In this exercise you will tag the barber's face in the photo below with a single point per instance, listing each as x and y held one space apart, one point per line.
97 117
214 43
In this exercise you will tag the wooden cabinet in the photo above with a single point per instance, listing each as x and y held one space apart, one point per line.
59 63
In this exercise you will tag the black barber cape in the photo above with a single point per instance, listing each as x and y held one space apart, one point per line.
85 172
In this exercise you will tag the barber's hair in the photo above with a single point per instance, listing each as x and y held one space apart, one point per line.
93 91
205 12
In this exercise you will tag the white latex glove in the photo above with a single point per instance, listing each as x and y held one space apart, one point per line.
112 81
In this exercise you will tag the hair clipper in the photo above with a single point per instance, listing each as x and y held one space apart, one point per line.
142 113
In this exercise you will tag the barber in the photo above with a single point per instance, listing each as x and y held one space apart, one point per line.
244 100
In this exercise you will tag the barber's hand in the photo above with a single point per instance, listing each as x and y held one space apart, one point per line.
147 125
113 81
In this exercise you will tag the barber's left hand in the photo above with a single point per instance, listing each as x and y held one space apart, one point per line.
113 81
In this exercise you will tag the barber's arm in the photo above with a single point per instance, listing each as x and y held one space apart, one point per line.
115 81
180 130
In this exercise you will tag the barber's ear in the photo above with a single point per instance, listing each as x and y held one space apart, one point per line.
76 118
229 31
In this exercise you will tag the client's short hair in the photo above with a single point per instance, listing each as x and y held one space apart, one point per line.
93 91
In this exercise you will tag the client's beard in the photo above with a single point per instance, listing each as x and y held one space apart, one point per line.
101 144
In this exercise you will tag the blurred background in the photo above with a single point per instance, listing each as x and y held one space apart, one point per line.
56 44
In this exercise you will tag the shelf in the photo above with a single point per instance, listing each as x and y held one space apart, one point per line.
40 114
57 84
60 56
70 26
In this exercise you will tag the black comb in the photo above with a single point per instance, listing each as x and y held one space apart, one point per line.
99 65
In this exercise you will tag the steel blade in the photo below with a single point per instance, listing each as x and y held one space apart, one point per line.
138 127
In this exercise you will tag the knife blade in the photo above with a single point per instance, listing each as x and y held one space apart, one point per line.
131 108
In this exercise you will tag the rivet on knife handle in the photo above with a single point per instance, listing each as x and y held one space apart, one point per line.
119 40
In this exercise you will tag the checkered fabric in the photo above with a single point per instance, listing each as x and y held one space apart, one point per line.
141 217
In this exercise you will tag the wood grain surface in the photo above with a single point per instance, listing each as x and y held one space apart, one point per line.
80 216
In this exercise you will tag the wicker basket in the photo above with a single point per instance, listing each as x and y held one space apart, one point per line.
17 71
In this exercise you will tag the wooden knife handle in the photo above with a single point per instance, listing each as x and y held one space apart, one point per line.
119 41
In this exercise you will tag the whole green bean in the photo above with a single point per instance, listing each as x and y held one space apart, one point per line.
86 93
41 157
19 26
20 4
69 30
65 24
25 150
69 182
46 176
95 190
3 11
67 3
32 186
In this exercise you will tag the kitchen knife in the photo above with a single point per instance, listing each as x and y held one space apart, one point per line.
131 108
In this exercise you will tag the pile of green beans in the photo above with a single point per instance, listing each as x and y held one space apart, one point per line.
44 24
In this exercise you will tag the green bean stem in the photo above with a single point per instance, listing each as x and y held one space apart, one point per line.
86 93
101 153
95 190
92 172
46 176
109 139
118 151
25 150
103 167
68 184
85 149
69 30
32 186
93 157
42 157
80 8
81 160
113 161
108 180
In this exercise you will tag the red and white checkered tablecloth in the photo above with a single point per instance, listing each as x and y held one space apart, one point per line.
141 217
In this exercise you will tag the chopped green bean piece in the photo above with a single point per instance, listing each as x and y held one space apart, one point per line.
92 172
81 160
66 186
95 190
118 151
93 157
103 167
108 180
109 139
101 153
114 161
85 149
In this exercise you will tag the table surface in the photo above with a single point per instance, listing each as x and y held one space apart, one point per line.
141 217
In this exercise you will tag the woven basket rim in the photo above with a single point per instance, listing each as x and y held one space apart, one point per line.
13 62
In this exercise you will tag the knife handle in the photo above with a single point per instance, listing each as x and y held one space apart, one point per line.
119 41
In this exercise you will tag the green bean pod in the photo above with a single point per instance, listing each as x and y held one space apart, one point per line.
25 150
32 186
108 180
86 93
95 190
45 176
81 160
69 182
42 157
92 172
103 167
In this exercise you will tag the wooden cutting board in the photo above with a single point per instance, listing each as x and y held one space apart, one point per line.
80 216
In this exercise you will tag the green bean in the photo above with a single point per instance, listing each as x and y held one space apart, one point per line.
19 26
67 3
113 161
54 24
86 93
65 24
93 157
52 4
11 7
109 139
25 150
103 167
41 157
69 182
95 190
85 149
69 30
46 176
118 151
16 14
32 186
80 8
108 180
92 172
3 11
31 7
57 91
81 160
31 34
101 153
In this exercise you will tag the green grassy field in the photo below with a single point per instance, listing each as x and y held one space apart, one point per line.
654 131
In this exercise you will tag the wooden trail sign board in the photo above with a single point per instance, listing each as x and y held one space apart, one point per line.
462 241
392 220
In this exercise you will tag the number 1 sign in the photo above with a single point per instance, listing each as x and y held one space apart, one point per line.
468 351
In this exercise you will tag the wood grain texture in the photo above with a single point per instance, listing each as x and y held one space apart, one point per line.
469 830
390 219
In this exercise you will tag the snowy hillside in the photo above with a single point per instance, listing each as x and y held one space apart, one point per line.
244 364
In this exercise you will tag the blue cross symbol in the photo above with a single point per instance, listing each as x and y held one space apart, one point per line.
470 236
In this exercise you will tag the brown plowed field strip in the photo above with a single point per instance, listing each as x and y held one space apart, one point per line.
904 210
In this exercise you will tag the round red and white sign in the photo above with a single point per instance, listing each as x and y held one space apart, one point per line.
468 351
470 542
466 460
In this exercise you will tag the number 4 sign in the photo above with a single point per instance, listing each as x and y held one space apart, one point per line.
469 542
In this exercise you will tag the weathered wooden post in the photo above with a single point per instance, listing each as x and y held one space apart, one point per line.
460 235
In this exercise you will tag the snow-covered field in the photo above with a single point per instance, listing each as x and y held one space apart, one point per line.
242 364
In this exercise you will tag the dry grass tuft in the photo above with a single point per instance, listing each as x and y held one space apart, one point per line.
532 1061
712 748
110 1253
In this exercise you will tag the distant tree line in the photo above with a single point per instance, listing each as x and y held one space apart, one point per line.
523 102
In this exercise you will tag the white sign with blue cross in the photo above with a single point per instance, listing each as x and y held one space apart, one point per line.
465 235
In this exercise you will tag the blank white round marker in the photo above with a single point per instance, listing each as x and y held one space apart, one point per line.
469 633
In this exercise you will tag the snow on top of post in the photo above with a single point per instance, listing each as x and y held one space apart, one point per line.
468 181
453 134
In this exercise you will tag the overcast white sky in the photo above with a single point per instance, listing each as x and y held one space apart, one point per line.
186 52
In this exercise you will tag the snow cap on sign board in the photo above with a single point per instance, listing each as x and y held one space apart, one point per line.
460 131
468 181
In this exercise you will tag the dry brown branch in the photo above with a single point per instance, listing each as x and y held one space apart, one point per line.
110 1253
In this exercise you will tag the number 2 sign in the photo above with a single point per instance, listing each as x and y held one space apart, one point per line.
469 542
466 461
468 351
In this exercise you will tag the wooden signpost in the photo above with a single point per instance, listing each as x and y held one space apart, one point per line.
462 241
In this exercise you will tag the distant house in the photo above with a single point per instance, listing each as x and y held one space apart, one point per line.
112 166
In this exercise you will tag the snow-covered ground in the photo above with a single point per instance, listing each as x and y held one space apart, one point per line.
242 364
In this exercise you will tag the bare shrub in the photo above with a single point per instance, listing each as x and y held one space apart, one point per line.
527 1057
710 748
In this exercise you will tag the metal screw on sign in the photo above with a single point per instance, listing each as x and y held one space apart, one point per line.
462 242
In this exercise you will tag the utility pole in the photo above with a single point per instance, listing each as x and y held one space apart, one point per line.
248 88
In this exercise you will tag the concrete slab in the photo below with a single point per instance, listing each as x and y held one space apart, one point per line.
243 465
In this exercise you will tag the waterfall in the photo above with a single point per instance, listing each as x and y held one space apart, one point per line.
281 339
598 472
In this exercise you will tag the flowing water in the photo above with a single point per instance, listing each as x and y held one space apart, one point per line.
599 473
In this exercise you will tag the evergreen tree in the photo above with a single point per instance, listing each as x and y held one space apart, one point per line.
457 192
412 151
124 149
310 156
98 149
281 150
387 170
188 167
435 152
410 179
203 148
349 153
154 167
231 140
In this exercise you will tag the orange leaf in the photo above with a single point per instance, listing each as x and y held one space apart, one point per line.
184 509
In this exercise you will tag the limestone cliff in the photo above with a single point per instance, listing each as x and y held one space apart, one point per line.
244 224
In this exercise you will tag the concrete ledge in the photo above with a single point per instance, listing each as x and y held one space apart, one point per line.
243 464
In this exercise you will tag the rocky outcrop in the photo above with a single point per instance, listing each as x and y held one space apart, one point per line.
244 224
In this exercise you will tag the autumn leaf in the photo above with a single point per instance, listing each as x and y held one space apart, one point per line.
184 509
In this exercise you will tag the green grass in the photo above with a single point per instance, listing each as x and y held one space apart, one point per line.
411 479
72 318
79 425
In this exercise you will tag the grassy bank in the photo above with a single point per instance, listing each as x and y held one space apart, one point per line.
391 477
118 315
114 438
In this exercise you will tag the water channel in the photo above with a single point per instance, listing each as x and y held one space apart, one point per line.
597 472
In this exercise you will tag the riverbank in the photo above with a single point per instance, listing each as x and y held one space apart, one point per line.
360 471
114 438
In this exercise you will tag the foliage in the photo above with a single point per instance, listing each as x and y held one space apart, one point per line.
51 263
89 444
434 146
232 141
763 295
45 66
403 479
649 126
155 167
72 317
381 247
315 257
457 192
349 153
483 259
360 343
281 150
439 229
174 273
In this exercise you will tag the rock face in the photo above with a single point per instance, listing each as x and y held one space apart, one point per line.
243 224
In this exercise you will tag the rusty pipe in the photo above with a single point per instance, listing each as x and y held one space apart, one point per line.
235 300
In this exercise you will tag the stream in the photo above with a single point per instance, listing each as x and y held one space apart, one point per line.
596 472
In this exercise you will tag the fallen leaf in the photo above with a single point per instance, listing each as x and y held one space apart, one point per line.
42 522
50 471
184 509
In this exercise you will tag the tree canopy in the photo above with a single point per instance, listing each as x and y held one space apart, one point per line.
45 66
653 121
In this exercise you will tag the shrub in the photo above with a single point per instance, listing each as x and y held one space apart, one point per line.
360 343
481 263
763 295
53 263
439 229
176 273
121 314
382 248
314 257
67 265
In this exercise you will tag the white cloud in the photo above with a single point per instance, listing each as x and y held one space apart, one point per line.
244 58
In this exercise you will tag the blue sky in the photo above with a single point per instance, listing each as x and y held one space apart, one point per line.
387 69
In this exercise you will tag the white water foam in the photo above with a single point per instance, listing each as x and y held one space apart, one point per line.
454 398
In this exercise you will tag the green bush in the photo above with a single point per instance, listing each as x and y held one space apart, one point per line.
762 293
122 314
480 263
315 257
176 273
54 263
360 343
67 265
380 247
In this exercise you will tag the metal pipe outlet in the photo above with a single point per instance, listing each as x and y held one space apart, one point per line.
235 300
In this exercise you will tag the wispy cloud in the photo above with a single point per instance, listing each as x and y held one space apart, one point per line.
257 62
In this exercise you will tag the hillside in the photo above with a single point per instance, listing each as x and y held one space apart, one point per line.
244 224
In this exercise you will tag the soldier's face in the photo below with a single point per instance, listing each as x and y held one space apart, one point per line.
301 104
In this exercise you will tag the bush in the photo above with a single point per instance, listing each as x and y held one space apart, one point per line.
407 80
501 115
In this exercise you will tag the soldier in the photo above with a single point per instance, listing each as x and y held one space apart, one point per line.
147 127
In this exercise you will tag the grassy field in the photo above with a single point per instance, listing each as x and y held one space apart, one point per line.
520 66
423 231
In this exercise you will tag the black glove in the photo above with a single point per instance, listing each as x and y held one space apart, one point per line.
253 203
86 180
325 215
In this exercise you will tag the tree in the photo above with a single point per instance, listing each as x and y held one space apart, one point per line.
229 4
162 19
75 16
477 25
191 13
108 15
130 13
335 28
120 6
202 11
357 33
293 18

#####

▶ _Instructions for the task_
Write out again, exactly, the lines from the one holding "In this exercise you will tag the grassy field" through the end of the listing, with both ends included.

▶ _Answer to the task_
In this exercise you will tag the grassy field in the photo above with a single point per instance, listing each as x and y held one space apart, one point per line.
520 66
423 231
In this exercise you will tag the black glove in the photo above with a single point per instance, listing each as x and y held one space apart, one point per line.
253 203
86 180
325 215
In this exercise you will tag the tree in the photo above with a single point per instance, listing each as x and y held one space apart, one point per line.
229 4
162 19
75 16
477 25
191 13
108 15
130 13
335 28
120 6
202 11
357 33
293 18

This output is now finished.